Consigne 1
Répondez aux questions suivantes d'après l'article sur Barack Obama.
(a) Quelle est la profession du père de Barack Obama, et de quel pays est-il originaire ?
(b) De quel État américain vient sa mère ?
(c) De quelle expérience Barack Obama se présente-t-il comme l'incarnation ?
Consigne 2
Mettez à jour le passage de l'article sur Barack Obama compris entre "Barack Hussein Obama" et "sa nature fragmentée." inclus, en remplaçant "Kansas" par "Missouri".
Consigne 3
Relevez dans l'article sur Barack Obama tout ce que celui-ci se présente comme étant ou s'érige en être.

----- Article -----

Barack Hussein Obama : un président « post-racial » ?

Barack Obama, fils d'un intellectuel kenyan et d'une anthropologue blanche du Kansas, veut ainsi éviter de donner l'image d'une identité instable et sans ancrage américain clairement défini. Il clame en effet que « nul autre pays au monde n'aurait rendu [son] histoire possible »3 et se présente ainsi comme l'incarnation de l'expérience démocratique américaine. Il s'érige donc comme symbole d'une Amérique multiraciale intégrée mais surtout comme modèle du Rêve Américain dans sa conception postmoderne et la célébration de sa nature fragmentée.

----- Données fournies -----

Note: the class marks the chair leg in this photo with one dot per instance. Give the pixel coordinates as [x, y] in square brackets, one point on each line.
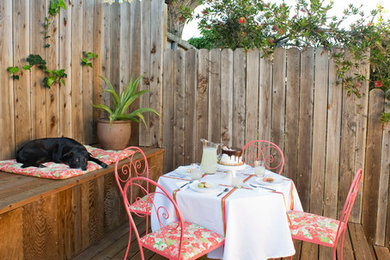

-----

Réponse rédigée 1
(a) Son père est un intellectuel kenyan.
(b) Sa mère vient du Kansas.
(c) Il se présente comme l'incarnation de l'expérience démocratique américaine.

Réponse rédigée 2
Barack Hussein Obama : un président « post-racial » ?

Barack Obama, fils d'un intellectuel kenyan et d'une anthropologue blanche du Missouri, veut ainsi éviter de donner l'image d'une identité instable et sans ancrage américain clairement défini. Il clame en effet que « nul autre pays au monde n'aurait rendu [son] histoire possible »3 et se présente ainsi comme l'incarnation de l'expérience démocratique américaine. Il s'érige donc comme symbole d'une Amérique multiraciale intégrée mais surtout comme modèle du Rêve Américain dans sa conception postmoderne et la célébration de sa nature fragmentée.

Réponse rédigée 3
- l'incarnation de l'expérience démocratique américaine
- symbole d'une Amérique multiraciale intégrée
- modèle du Rêve Américain dans sa conception postmoderne et la célébration de sa nature fragmentée